**THE EXERCISE**
Copy the data word for word, starting at the line that contains "it for blue" and ending after the line that contains "(203, 163), (252, 225)".
# DATASET CONTENT start
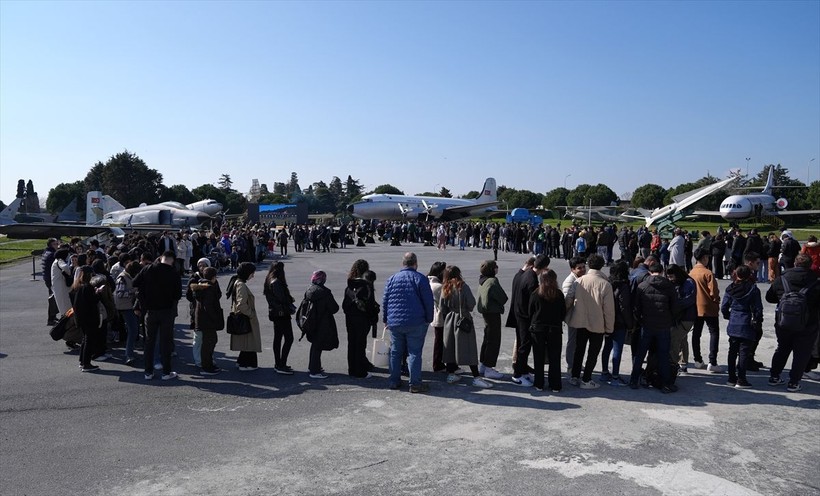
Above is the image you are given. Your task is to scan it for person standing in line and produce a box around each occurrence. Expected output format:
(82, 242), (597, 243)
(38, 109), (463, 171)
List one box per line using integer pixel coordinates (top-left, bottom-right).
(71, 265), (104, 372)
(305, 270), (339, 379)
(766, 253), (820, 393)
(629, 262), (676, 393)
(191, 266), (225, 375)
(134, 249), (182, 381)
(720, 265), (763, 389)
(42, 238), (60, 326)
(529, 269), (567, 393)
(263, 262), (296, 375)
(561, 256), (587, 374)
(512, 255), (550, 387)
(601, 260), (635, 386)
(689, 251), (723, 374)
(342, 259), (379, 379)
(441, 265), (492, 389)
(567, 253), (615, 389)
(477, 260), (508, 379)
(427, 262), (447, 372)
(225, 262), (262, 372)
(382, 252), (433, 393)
# DATASET CONTENT end
# DATASET CONTENT start
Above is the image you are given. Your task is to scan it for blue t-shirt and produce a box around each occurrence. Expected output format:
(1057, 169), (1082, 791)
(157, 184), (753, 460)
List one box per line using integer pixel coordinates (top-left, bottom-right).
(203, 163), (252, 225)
# DATASET CONTENT end
**RESULT**
Above is the image you are given. Your task is to scan it for blue t-shirt and produce a box around each occurrence. Expected output format:
(1057, 169), (1082, 791)
(157, 184), (753, 460)
List one box per line using integer pixel coordinates (top-left, bottom-right).
(203, 163), (252, 225)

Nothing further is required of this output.